### Provided passage
☆ ☆ ☆ ☆ ☆
Sensitivity and Specificity of classification model under 25 threshold value
Sensitivity and Specificity of classification model under 25 threshold value
Precision is used to describe the exactness of predicted labels. The correct prediction results in an increased percentage of the classification model. In our case, 0.94 precision is represented in Table 2, which means a more robust prediction for the soft probability voting based meta learner. This higher number also shows that the method correctly classifies the positive and negative samples.
Dice and IoU of the compared models
The recall gives information about completeness. The higher values show the correct classification of the pixel type. In our case, 0.92 is represented in Table 2 that shows the classification model can predict the pixel belonging to the same class. The lower values show that the classifier is not sure about the co-located pixels.
☆ ☆ ☆ ☆ ☆
### Tasks to perform
- A) Answer the following from the passage on precision and recall:
(i) What precision value does Table 2 report?
(ii) What does recall give information about?
(iii) What do lower recall values show about the classifier?
- B) Return everything in the passage on precision and recall from "Dice and IoU" down to "the co-located pixels.", copied without any change.
Rely only on the passage above when responding.

### Records provided
☆ ☆ ☆ ☆ ☆
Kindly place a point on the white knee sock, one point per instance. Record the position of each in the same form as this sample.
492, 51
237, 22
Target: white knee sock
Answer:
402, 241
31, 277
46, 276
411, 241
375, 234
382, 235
☆ ☆ ☆ ☆ ☆
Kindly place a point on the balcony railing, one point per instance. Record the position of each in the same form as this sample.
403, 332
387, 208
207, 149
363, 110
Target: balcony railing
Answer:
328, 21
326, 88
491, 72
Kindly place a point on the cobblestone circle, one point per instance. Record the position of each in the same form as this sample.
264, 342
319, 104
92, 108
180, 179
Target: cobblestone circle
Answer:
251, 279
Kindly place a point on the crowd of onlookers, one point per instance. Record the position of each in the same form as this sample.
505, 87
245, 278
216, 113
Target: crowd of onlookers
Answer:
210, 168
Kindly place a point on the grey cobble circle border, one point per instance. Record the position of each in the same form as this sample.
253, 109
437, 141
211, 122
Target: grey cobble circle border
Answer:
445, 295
☆ ☆ ☆ ☆ ☆
### Task solutions
- A)
(i) 0.94
(ii) Completeness
(iii) The classifier is not sure about the co-located pixels.

- B)
Dice and IoU of the compared models
The recall gives information about completeness. The higher values show the correct classification of the pixel type. In our case, 0.92 is represented in Table 2 that shows the classification model can predict the pixel belonging to the same class. The lower values show that the classifier is not sure about the co-located pixels.